### BRANO DA LEGGERE ###
Vita Chiesa

Intervista a mons. Corti: Offrire una conoscenza più profonda dell’Eucaristia

Week-end sempre più frenetici, allontanamento dalla Chiesa come istituzione, la tentazione sempre più diffusa di vivere “come se Dio non esistesse”. Gli italiani e l’Eucaristia. Ne parliamo con mons. RENATO CORTI, vescovo di Novara e membro della delegazione italiana che partecipa alla XI Assemblea generale ordinaria del Sinodo dei vescovi. Gli abbiamo anche chiesto di spiegarci cosa si nasconde dietro il mistero dell’Eucaristia e quali conseguenze l’incontro di Gesù nel Sacramento dovrebbe avere nella vita di tutti i giorni.
### RIGHE DI DATI ###
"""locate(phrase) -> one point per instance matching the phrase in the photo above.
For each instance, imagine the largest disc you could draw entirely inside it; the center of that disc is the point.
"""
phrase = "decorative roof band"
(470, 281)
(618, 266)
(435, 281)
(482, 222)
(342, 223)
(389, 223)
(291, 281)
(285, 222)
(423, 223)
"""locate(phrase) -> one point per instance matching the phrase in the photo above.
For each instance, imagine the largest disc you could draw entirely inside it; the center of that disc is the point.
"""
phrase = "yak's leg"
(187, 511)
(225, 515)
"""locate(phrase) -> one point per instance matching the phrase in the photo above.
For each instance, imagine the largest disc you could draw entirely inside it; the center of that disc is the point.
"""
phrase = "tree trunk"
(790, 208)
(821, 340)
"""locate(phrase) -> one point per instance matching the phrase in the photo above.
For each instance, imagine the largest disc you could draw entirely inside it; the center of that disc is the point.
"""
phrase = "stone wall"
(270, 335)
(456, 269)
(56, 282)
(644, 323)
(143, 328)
###
- [ELENCO DEI COMPITI]
(a) Secondo l'intervista a mons. Corti, di quale città è vescovo Renato Corti?
(b) Riscrivi il passo dell'intervista a mons. Corti da "Week-end sempre più" fino a "tutti i giorni." compreso, sostituendo "frenetici" con "convulsi".
(c) Prosegui l'intervista a mons. Corti sull'Eucaristia dopo l'ultima frase riportata.
I record non servono.

- [RISPOSTE SCRITTE]
(a) Di Novara.

(b)
Week-end sempre più convulsi, allontanamento dalla Chiesa come istituzione, la tentazione sempre più diffusa di vivere “come se Dio non esistesse”. Gli italiani e l’Eucaristia. Ne parliamo con mons. RENATO CORTI, vescovo di Novara e membro della delegazione italiana che partecipa alla XI Assemblea generale ordinaria del Sinodo dei vescovi. Gli abbiamo anche chiesto di spiegarci cosa si nasconde dietro il mistero dell’Eucaristia e quali conseguenze l’incontro di Gesù nel Sacramento dovrebbe avere nella vita di tutti i giorni.

(c)
Partiamo da un dato evidente a molti: sembrano sempre meno le persone che si accostano al sacramento dell’Eucaristia…

“È vero ma non così dappertutto e nella stessa maniera. In Italia sono ancora tantissime le persone che vivono la domenica come il giorno del Signore. Credo che pur costatando una diminuzione nell’arco di questi ultimi decenni, questa partecipazione rappresenti ancora per la Chiesa una opportunità straordinaria che andrebbe valorizzata al massimo. È però vero che molti battezzati in questi ultimi 50 anni sembrano aver perso la strada che dalla propria casa, nel giorno del Signore, conduce alla Chiesa per la messa domenicale. Se ci chiediamo le cause, credo che siano più di una e tra queste c’è sicuramente la nuova fisionomia che stanno assumendo il sabato e la domenica. Nel week-end si concentrano moltissime attività organizzate dai vari soggetti della vita sociale, dai comuni alle società sportive alla scuola. Sono iniziative belle, però occorre avere anche la lucidità per riconoscere che è in atto una forma di secolarizzazione che non avviene con una lotta contro la Chiesa o il Vangelo, ma semplicemente offrendo opportunità che alla gente piacciono e che finiscono per occupare tutto il tempo”.

Possibile che la disaffezione dei cristiani alla messa domenicale dipenda solo dalla mancanza di tempo?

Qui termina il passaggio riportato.